_To do_
Pull out every line in the rows below that contains the word "water", and copy each one unchanged.
— Start Supplied entries —
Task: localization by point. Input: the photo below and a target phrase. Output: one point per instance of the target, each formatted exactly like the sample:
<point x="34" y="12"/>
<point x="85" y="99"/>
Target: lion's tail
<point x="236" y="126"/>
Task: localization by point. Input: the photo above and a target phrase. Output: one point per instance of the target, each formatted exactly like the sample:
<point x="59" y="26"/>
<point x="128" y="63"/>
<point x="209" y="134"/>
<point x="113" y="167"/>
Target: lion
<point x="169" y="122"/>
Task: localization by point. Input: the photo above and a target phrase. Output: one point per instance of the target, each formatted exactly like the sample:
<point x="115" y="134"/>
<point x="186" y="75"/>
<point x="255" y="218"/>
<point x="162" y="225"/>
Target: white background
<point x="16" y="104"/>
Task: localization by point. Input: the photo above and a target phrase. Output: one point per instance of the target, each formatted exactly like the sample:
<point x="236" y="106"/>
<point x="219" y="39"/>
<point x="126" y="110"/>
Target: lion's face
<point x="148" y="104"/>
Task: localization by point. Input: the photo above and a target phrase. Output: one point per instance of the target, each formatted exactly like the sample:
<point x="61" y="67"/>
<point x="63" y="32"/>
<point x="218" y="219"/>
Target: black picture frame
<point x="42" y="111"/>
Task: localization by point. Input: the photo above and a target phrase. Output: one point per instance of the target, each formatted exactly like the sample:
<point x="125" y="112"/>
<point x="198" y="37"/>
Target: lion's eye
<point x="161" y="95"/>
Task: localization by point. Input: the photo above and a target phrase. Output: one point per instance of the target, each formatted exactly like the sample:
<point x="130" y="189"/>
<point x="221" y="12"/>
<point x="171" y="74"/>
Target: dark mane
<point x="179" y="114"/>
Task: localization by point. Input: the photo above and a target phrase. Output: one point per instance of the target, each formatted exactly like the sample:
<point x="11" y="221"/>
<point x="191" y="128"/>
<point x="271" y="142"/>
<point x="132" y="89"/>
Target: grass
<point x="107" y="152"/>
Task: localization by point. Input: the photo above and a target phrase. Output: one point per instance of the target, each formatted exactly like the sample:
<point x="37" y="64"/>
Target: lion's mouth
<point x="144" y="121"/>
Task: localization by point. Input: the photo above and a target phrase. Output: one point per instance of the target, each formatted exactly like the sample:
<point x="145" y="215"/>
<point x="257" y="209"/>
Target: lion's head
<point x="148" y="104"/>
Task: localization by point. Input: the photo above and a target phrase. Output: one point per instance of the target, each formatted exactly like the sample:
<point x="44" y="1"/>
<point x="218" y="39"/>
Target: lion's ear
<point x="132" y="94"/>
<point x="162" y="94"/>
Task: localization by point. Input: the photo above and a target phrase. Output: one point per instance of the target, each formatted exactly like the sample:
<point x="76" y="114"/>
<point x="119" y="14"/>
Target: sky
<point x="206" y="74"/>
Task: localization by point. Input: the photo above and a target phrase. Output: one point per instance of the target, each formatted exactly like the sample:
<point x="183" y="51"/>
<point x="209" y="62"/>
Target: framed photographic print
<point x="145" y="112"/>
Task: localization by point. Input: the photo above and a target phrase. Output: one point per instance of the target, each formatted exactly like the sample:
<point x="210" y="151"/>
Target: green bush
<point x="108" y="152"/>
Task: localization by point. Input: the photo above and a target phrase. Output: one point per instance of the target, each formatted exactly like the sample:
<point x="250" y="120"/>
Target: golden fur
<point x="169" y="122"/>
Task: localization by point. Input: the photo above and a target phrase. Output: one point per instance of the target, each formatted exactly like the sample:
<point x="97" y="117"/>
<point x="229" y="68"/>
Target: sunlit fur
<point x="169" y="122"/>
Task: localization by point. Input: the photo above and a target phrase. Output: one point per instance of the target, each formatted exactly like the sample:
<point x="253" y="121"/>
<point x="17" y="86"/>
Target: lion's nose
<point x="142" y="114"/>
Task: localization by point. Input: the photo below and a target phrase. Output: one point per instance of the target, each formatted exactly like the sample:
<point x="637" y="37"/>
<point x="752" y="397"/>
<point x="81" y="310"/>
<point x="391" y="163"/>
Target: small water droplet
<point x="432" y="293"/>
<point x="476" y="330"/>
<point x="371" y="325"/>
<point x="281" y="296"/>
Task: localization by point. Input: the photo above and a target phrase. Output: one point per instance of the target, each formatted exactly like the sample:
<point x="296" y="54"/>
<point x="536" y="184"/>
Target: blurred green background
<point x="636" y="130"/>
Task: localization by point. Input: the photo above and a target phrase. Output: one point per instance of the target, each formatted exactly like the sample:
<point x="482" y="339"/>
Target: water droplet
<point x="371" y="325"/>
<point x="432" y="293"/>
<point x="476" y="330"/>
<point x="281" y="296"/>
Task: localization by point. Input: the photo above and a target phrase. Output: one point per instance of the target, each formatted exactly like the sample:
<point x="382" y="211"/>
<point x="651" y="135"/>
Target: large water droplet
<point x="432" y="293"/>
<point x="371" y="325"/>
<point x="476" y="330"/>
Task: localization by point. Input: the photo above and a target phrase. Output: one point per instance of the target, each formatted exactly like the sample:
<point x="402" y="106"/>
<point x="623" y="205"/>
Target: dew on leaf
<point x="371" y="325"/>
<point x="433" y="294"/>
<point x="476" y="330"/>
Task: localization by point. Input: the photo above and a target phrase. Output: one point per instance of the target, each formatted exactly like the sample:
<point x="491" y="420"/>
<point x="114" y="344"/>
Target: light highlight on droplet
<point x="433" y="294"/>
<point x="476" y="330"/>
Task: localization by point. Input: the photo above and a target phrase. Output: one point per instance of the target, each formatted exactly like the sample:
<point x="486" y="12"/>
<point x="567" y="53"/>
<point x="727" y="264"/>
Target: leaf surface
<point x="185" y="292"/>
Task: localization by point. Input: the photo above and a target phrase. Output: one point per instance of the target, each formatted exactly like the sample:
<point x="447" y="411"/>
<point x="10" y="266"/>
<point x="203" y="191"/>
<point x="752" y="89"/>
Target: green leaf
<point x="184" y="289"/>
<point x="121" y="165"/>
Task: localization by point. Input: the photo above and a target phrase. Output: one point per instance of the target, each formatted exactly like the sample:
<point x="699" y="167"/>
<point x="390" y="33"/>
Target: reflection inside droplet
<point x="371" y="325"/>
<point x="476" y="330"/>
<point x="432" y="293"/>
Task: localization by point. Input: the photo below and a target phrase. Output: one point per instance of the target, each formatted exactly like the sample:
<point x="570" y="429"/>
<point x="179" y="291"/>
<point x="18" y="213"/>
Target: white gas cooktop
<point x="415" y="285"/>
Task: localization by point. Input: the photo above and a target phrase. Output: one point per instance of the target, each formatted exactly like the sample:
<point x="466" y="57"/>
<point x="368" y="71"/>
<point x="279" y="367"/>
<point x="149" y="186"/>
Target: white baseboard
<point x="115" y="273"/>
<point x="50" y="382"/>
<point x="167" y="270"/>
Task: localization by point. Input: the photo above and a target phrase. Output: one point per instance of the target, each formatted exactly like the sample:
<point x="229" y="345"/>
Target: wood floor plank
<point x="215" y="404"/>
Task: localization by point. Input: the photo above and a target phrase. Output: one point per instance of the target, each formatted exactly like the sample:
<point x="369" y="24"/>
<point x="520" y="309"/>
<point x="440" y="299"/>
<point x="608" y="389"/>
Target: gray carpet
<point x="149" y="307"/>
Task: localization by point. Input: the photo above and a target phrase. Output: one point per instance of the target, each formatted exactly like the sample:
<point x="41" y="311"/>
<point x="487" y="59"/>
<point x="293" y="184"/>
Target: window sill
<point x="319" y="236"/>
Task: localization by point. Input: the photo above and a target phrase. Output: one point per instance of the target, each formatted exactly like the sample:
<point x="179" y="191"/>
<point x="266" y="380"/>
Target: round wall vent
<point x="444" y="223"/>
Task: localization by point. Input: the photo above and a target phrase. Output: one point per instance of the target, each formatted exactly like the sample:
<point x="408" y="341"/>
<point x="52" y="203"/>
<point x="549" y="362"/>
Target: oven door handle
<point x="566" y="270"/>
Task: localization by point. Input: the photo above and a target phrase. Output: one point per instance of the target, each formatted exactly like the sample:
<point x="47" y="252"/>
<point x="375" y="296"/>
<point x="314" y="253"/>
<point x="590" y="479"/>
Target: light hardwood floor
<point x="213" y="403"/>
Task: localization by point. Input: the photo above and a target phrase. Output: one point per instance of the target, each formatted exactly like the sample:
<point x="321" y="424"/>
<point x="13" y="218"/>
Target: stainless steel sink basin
— End Supplied entries —
_Answer to the task_
Target: small water droplet
Target: water droplet
Target: large water droplet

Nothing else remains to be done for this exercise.